- Job
Render every line of the records below as a JSON list of strings, one string per line, with blank lines omitted.
====
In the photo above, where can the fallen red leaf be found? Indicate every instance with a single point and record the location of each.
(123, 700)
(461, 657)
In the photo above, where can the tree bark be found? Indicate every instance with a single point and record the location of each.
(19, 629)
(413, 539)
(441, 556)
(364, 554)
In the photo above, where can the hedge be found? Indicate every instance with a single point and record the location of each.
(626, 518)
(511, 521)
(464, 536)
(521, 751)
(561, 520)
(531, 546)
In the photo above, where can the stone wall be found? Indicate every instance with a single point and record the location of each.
====
- Result of this exercise
[
  "In the photo above, where can the fallen red leaf be found? Indicate every instance with a single point and record the location of each.",
  "(123, 700)",
  "(461, 657)",
  "In the photo above, where can the tree bark be found? Indicate every instance with a single point and record the location of each.",
  "(19, 629)",
  "(413, 539)",
  "(441, 556)",
  "(364, 554)",
  "In the photo above, where can the hedge be found? Indicate every instance with a single point and record the location of each.",
  "(626, 518)",
  "(511, 521)",
  "(464, 536)",
  "(521, 751)",
  "(561, 520)",
  "(531, 546)",
  "In the photo above, where can the stone wall be found? Indicate every instance with a single point and record the location of each."
]